Directions for this task.
Extract these lines and reproduce them word for word, leaving the pictures out of your answer.

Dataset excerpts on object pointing
====
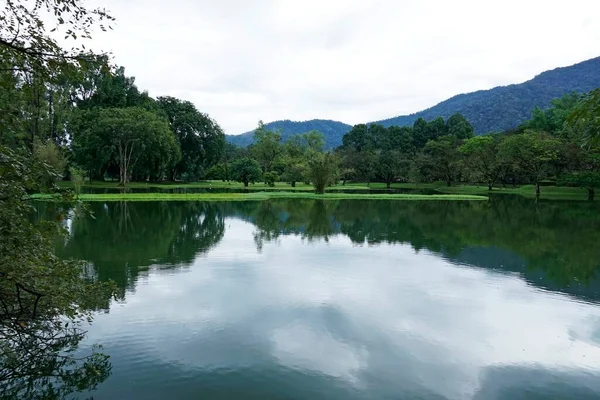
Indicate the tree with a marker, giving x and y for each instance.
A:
(322, 171)
(442, 160)
(392, 165)
(125, 136)
(481, 156)
(200, 138)
(44, 300)
(267, 147)
(246, 170)
(533, 152)
(294, 172)
(358, 138)
(585, 119)
(459, 127)
(315, 141)
(24, 39)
====
Answer to the exercise.
Indicate the tree with a marker, giving x and y for each instance.
A:
(322, 171)
(442, 160)
(392, 165)
(125, 136)
(481, 156)
(200, 138)
(44, 300)
(267, 147)
(246, 170)
(533, 152)
(294, 172)
(358, 138)
(585, 119)
(459, 127)
(315, 141)
(24, 39)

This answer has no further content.